### DATASET ENTRIES
------------------------------------------------------------------------
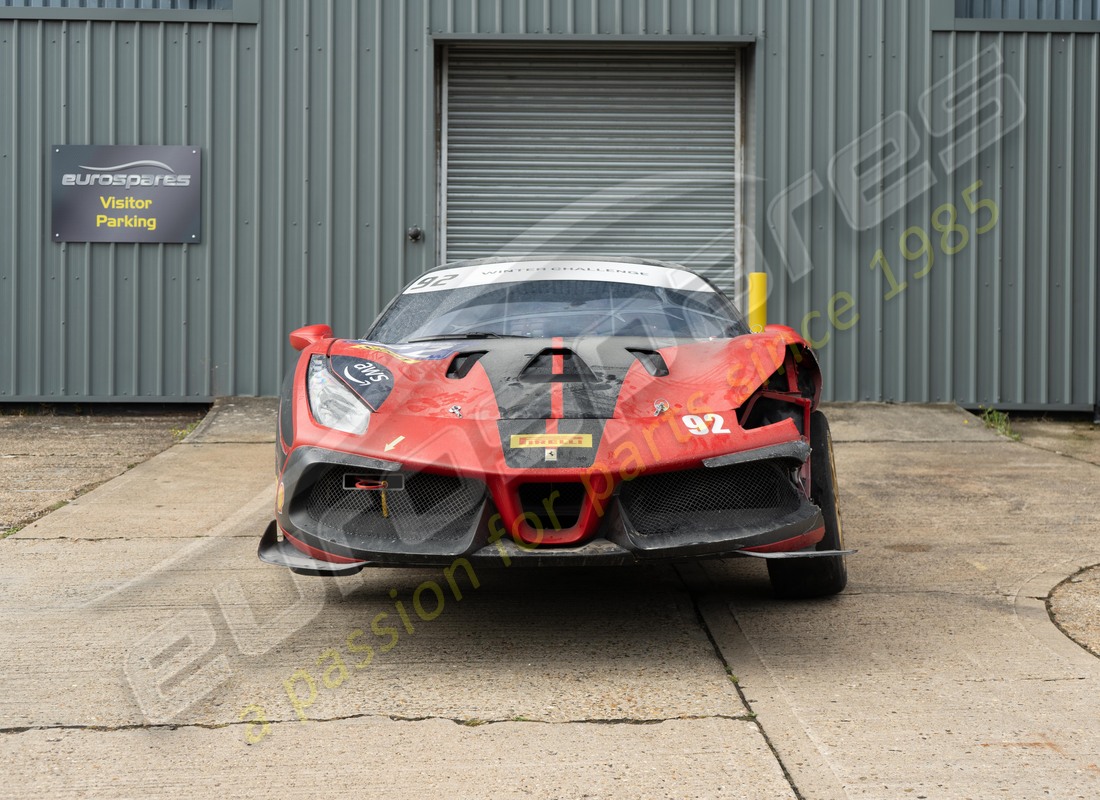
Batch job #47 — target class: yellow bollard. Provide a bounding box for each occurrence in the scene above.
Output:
[749,272,768,333]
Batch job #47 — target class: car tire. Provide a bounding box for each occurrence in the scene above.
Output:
[768,412,848,600]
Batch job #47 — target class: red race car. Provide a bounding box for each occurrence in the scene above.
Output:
[260,257,849,598]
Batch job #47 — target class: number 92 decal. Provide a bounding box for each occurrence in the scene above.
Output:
[681,414,729,436]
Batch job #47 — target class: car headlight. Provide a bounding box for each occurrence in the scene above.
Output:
[306,355,371,434]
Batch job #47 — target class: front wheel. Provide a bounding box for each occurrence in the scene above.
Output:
[768,412,848,600]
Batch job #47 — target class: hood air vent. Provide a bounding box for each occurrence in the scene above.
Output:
[519,348,596,383]
[447,350,488,379]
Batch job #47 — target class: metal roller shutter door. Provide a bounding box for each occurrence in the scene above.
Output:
[441,45,740,287]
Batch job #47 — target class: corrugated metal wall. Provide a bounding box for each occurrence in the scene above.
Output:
[0,0,1100,408]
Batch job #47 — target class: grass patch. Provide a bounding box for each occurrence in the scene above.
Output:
------------------------------------------------------------------------
### REQUEST
Rewrite the records above as a numbered list, one line per item, leaving out blank lines and the pictures.

### EXERCISE RESPONSE
1. Batch job #47 — target class: yellow bollard. Provide a bounding box for each occurrence in the scene above.
2. Output:
3. [749,272,768,333]
4. Batch job #47 — target class: car tire. Provide a bounding box for each occurrence in the scene above.
5. Output:
6. [768,412,848,600]
7. Batch job #47 — target class: red race car. Provide a bounding box for each occurrence in the scene above.
8. Output:
9. [260,257,849,598]
10. Batch job #47 — target class: number 92 decal. Provide a bounding box for each occurrence in the scene above.
11. Output:
12. [681,414,729,436]
13. Batch job #47 — target class: car headlight. Provide a bounding box for each occurrence in the scene above.
14. Output:
15. [306,355,371,434]
16. Batch job #47 — target class: front wheel. Provide a bounding box for each occurrence in the scene above.
17. Output:
18. [768,412,848,600]
19. Batch job #47 — target class: hood air vent. Provide a bounding box for each occurrence in the scene above.
20. Output:
21. [519,348,596,383]
22. [447,350,488,379]
23. Batch job #47 — target class: metal roller shutter door. Provide a bounding box for each occurrence in the scene above.
24. Output:
25. [441,45,740,287]
26. Batch job #47 — target class: corrugated metal wall. Provide a bounding box for each occurrence in the scene above.
27. Output:
28. [0,0,1100,408]
29. Batch job #47 — target class: grass patch. Provide a bounding box for each occurrence in the scene above.
30. Output:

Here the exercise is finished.